Source information:

________________________

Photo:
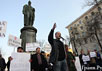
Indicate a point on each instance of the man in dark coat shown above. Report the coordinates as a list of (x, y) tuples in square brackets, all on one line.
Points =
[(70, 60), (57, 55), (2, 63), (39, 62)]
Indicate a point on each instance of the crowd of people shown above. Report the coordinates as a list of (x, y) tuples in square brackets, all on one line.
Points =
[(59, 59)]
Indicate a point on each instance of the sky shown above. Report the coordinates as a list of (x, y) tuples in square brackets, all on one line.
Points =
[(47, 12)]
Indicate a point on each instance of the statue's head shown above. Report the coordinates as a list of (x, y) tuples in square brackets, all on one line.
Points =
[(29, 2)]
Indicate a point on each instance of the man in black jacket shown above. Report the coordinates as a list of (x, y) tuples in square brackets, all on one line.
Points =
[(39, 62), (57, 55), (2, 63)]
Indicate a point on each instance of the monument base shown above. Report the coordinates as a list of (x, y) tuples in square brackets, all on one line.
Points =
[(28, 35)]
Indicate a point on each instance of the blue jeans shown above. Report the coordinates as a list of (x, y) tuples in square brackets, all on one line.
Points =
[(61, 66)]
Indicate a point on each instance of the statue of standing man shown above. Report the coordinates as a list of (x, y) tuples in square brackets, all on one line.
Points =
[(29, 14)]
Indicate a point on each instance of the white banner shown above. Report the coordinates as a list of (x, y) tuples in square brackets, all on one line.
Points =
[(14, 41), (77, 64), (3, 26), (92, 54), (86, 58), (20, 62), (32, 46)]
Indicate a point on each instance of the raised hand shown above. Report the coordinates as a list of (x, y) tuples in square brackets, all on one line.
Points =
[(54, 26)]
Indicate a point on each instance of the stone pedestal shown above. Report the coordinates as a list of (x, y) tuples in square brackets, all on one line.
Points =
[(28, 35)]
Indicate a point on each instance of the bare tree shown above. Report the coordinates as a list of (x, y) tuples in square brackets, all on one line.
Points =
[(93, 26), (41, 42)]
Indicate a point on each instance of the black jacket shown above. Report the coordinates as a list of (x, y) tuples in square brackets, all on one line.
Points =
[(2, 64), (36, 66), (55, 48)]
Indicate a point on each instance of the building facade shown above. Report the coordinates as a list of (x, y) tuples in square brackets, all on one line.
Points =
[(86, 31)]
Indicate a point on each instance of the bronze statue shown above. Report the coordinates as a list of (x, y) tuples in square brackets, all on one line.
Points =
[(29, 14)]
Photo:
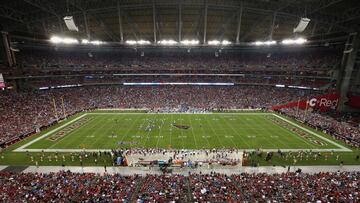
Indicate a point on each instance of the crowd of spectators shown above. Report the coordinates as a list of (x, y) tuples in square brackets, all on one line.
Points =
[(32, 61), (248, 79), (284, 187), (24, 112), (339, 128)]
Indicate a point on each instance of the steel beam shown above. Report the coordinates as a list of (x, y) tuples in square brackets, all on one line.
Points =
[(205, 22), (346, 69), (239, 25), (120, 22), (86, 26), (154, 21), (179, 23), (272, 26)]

________________________

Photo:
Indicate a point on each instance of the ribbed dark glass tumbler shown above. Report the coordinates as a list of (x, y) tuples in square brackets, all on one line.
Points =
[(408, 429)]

________________________

What you are asked to do: Your answer should consist of the lines from the line with "Indicate a point on each instance of the crowd of people" to the line with "Indicate a point on each instance of the statue's" above, repeated exactly, both ends included.

Your response:
Indicate a point on each instance of the crowd of people shown above. Report the coordinates as a list of (x, y) tuples in square brackets, all on one line.
Points =
[(59, 59)]
Indicate a point on each instance of the sky shown above. Report the coordinates as a list of (x, y) tuples in square brackets, all on one line.
Points =
[(47, 12)]
Indicate a point on each instance of the statue's head shown above. Report the coordinates as a list of (x, y) tuples in square brackets, all on one line.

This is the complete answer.